[Selected extract]:
The following are from the Changes in Latitudes section of that great Left Coast sailing magazine, Latititude 38.

©2000 Latitude 38 Publishing Co., Inc.

Aug 2000

Breta - Columbia 34
Roy Wessbecher
Second Circumnavigation
(Santa Clara)

Back in 1993 - after a tough six-day offshore run from San Diego to Cabo San Lucas - I signed in for Latitude's then 'Some Like it Hot Rally'. In so doing, I got a now-famous bright hot pink t-shirt with a green jalapeno pepper on the back. But when the 'Some Like it Hot' list appeared in the next issue of the magazine, I'd found that I'd been dubbed 'Lonesome Roy'.

"The nerve!" I thought to myself. "Do they even know me? That's defamation!" Sure, I was singlehanding my old Columbia 34 Breta at the time, and sure, it would have been nice to have the right partner along, but I was doing fine. So I let it go.

Now, having covered 31,700 ocean miles and visited 35 countries, 'Lonesome Roy' and old Breta are back. I finished the trip as I began it, singlehanded. But while enroute I had a total of 17 crewmembers, all of them vegetarians - and all of them female. Cynthia, a Dutch girl, even lasted through the whole ugly Red Sea leg from Sri Lanka up to Israel - and that 4,400 miles took 147 days. Susanne, a Swedish girl, did the Atlantic and the Caribbean with me, which was 3,400 miles and 109 days. Maus, my cat, accompanied me all the way around.

[Data section]:
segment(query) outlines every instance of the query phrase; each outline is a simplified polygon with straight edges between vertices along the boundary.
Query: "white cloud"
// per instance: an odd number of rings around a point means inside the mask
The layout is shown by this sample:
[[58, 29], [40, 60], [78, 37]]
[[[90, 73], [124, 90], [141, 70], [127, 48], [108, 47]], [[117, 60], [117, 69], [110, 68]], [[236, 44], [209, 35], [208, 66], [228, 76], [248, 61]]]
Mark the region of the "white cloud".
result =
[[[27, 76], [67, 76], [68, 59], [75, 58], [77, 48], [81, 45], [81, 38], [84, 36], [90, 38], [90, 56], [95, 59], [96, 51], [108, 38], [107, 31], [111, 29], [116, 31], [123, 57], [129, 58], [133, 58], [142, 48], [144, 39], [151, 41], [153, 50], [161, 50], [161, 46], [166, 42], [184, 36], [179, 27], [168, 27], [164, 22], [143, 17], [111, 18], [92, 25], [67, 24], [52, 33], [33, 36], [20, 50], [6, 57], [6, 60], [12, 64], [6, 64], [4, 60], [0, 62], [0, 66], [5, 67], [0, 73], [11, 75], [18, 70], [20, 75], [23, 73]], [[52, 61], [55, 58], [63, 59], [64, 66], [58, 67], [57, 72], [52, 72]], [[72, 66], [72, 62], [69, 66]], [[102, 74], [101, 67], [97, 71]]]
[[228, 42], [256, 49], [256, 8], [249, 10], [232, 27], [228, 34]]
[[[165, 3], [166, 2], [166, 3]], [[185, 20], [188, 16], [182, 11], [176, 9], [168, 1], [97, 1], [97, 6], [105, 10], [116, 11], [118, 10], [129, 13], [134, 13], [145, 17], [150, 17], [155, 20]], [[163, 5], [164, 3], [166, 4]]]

[Goals]:
**1)** Decide whether each statement agrees with the Latitude 38 excerpt, answering yes or no and quoting the words that settle it: (a) The Red Sea leg from Sri Lanka to Israel covered 4,400 miles. (b) The writer had crew aboard at the end of the trip. (c) Susanne came from Norway.
**2)** According to the Latitude 38 excerpt, how many countries did the writer visit?
**3)** Output the portion of the Latitude 38 excerpt starting with "The following are" and going on through "(Santa Clara)".
The rows come from a separate source, unrelated to the Latitude 38 excerpt.

[Outputs for the tasks]:
**1)**
(a) Yes: "that 4,400 miles took 147 days"
(b) No: "I finished the trip as I began it, singlehanded"
(c) No: "Susanne, a Swedish girl"

**2)** 35 countries.

**3)**
The following are from the Changes in Latitudes section of that great Left Coast sailing magazine, Latititude 38.

©2000 Latitude 38 Publishing Co., Inc.

Aug 2000

Breta - Columbia 34
Roy Wessbecher
Second Circumnavigation
(Santa Clara)